= TEXTO EXTRAÍDO =

● ● ● ● ●

La reforma planteada

Publicado: 22/02/2013
Que las empresas que financien de manera irregular a partidos políticos no puedan contratar con el sector público me parece bien, tanto como que los partidos que acepten ser financiados de manera irregular por empresas no puedan gobernar
Cuando Arguelles, Pérez de Castro, Muñoz Torrero y Espiga, padres de la Pepa, decidieron que “se pondrá ayuntamiento en los pueblos que no le tengan, y en que convenga le haya, no pudiendo dejar de haberle en los que por sí o con su comarca lleguen a mil almas, y también se les señalará término correspondiente” no imaginaban los sucesivos avatares que sufrirían a lo largo de dos siglos. No creo que en nuestra España haya habido otra institución que haya sufrido tantas reformas, una por cada cambio de régimen, si bien es la actual democracia la que se lleva la palma y deja a las claras lo molestos que son los municipios para los poderes centrales: la cercanía con el ciudadano resulta peligrosa.

Bases de Régimen Local. Desde que la Constitución de 1978 consagró la autonomía municipal y la suficiencia financiera de la administración local pasaron siete años hasta que se consiguió aprobar la ley de Bases de Régimen Local, que se centraba en potenciar esa ansiada autonomía y que, al tiempo, democratizó su funcionamiento y determinó las competencias que se estimaban básicas para la ciudadanía, estableciendo un correlativo sistema de financiación con la Ley de Haciendas Locales. En aquel momento lo importante era constituir unos ayuntamientos democráticos que pudieran cubrir los servicios básicos de las ciudades.

● ● ● ● ●

= ENTRADAS PROPORCIONADAS =
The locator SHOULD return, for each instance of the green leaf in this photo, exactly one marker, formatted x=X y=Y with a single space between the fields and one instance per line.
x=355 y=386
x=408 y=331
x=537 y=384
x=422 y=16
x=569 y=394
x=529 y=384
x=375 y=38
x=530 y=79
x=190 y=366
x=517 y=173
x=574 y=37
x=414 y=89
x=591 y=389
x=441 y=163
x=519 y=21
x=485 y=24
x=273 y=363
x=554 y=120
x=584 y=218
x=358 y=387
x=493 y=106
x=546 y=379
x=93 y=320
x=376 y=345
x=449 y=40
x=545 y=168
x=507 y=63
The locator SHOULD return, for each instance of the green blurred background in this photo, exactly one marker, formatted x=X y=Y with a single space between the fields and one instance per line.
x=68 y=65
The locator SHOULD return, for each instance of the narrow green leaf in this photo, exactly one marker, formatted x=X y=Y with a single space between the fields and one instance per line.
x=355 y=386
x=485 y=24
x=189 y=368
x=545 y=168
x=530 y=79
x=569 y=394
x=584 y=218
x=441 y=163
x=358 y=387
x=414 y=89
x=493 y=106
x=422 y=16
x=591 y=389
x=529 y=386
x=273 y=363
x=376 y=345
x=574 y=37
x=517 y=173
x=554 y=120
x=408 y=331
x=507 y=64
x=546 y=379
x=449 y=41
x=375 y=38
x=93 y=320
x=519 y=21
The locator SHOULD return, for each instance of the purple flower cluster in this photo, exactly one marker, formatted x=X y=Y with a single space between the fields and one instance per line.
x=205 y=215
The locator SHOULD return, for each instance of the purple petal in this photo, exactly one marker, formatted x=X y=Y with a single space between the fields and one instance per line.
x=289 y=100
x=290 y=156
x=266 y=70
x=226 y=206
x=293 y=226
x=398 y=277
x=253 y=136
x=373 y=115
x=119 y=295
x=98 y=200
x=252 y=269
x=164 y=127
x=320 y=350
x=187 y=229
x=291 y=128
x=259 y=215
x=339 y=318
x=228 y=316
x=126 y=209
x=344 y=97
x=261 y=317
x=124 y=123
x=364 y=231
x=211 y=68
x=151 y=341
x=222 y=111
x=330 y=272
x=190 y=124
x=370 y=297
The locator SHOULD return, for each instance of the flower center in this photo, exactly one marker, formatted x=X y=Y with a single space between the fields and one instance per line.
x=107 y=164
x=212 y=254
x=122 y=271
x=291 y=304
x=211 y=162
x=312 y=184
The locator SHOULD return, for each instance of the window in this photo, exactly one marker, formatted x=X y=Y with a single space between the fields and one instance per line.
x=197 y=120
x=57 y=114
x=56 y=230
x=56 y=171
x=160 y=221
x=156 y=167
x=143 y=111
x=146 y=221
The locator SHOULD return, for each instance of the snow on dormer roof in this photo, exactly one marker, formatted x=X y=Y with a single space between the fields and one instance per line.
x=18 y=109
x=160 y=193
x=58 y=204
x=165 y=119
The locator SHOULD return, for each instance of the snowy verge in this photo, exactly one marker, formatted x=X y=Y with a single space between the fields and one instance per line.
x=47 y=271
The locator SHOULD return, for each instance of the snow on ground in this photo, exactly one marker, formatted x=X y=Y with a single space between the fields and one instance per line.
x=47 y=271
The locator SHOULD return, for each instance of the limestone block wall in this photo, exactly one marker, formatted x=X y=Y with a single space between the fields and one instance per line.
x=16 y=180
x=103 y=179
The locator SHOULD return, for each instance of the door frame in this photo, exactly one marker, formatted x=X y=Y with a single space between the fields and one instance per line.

● ● ● ● ●

= TRABAJO POR HACER =
1 > Copia del texto extraído el fragmento entre "Bases de Régimen Local." y "de las ciudades.", ambos incluidos, y cambia "ayuntamientos" por "municipios".
2 > Por favor, expresa como CSV de dos columnas, "tarea" y "valor", solo las entradas situadas entre las líneas que contienen "the purple flower" y "x=205 y=215", ambas incluidas. Cada fila debe llevar el texto de la entrada y su respuesta, cada uno en un campo entre comillas y con los saltos de línea cambiados por espacios.

= RESPUESTAS =
1 >
Bases de Régimen Local. Desde que la Constitución de 1978 consagró la autonomía municipal y la suficiencia financiera de la administración local pasaron siete años hasta que se consiguió aprobar la ley de Bases de Régimen Local, que se centraba en potenciar esa ansiada autonomía y que, al tiempo, democratizó su funcionamiento y determinó las competencias que se estimaban básicas para la ciudadanía, estableciendo un correlativo sistema de financiación con la Ley de Haciendas Locales. En aquel momento lo importante era constituir unos municipios democráticos que pudieran cubrir los servicios básicos de las ciudades.

2 >
tarea,valor
"The locator SHOULD return, for each instance of the purple flower cluster in this photo, exactly one marker, formatted x=X y=Y with a single space between the fields and one instance per line.","x=205 y=215"